-- Start RECORD LIST --
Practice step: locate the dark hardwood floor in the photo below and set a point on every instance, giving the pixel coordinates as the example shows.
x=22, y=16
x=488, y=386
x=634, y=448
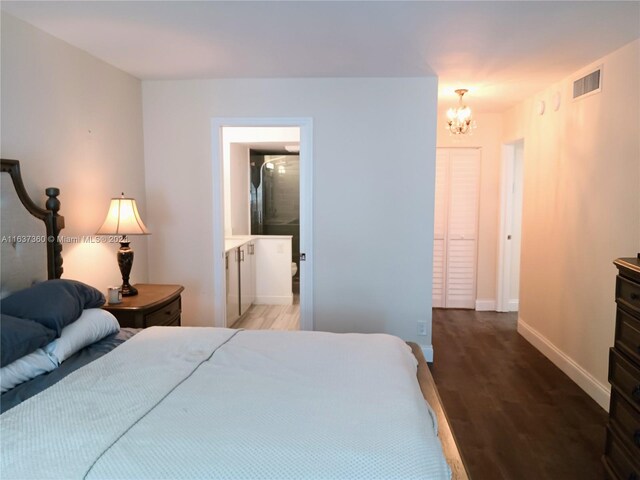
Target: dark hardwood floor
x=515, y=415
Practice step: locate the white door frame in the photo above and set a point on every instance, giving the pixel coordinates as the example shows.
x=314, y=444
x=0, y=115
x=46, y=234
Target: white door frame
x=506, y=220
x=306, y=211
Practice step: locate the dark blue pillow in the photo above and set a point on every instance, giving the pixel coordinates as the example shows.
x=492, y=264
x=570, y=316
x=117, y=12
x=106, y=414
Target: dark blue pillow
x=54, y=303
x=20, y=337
-- End RECORD LIST --
-- Start RECORD LIST --
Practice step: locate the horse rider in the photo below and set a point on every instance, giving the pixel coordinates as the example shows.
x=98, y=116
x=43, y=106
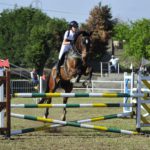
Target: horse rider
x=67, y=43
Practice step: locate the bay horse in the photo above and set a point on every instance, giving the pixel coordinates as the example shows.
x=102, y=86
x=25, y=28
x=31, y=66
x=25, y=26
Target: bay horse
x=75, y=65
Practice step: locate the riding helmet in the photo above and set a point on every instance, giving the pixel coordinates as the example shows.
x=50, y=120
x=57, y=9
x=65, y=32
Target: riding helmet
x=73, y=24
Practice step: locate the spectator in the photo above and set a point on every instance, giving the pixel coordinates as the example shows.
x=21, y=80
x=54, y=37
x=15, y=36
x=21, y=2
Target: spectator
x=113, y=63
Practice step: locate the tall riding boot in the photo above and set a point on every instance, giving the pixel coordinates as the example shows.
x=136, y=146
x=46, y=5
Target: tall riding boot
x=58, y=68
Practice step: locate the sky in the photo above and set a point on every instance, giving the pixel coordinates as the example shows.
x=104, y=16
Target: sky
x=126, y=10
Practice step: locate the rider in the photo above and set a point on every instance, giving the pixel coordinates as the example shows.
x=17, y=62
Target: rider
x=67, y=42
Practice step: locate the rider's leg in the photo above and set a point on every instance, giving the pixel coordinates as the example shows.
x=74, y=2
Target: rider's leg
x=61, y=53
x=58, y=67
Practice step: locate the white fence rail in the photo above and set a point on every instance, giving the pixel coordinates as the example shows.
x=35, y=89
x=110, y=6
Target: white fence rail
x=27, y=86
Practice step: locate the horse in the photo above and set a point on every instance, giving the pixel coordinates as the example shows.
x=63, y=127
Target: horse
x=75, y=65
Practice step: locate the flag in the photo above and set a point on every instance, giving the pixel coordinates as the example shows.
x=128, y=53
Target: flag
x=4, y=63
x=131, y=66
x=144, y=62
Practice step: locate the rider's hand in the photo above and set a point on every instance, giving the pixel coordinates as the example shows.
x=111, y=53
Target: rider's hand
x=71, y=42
-- End RECORD LIST --
Please reproduce, unchanged and line for line, the part of the records that opens with the line containing "Practice step: locate the white door" and closes with the line containing "x=20, y=337", including both of those lines.

Practice step: locate the white door frame in the photo above and set a point on every instance, giving the pixel coordinates as the example shows.
x=314, y=444
x=0, y=115
x=46, y=234
Target: white door frame
x=506, y=220
x=306, y=211
Practice step: locate the dark blue pillow in the photo above and set a point on every instance, giving the pixel coordinates as the example shows.
x=492, y=264
x=570, y=316
x=117, y=12
x=106, y=414
Target: dark blue pillow
x=54, y=303
x=20, y=337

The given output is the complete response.